### Exercise directions
Extract every line of the material below that contains the string "thickest", copying each line in full. Case counts.

### Data
──────────

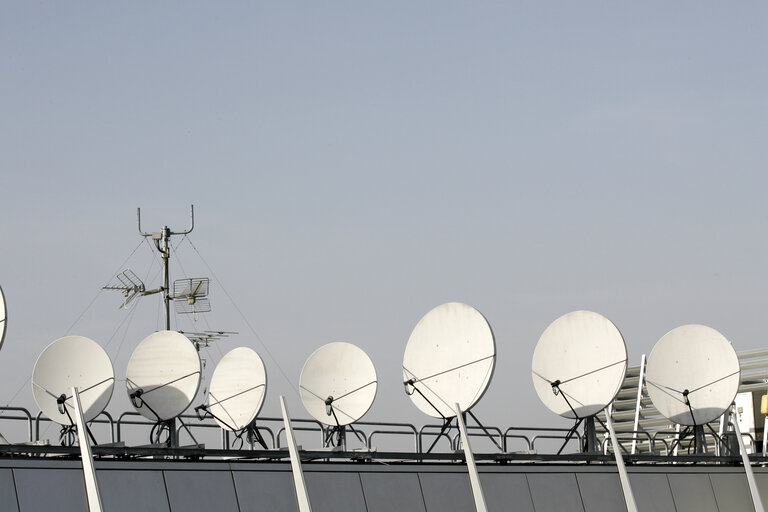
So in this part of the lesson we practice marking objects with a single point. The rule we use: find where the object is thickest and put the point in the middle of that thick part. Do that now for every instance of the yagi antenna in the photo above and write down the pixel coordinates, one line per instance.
(191, 295)
(204, 339)
(162, 241)
(130, 284)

──────────

### Task response
So in this part of the lesson we practice marking objects with a single point. The rule we use: find where the object is thickest and put the point in the middle of that thick part. Do that now for every instance of the yagi antenna in the photo above and write down the pixel coordinates, one line per instance.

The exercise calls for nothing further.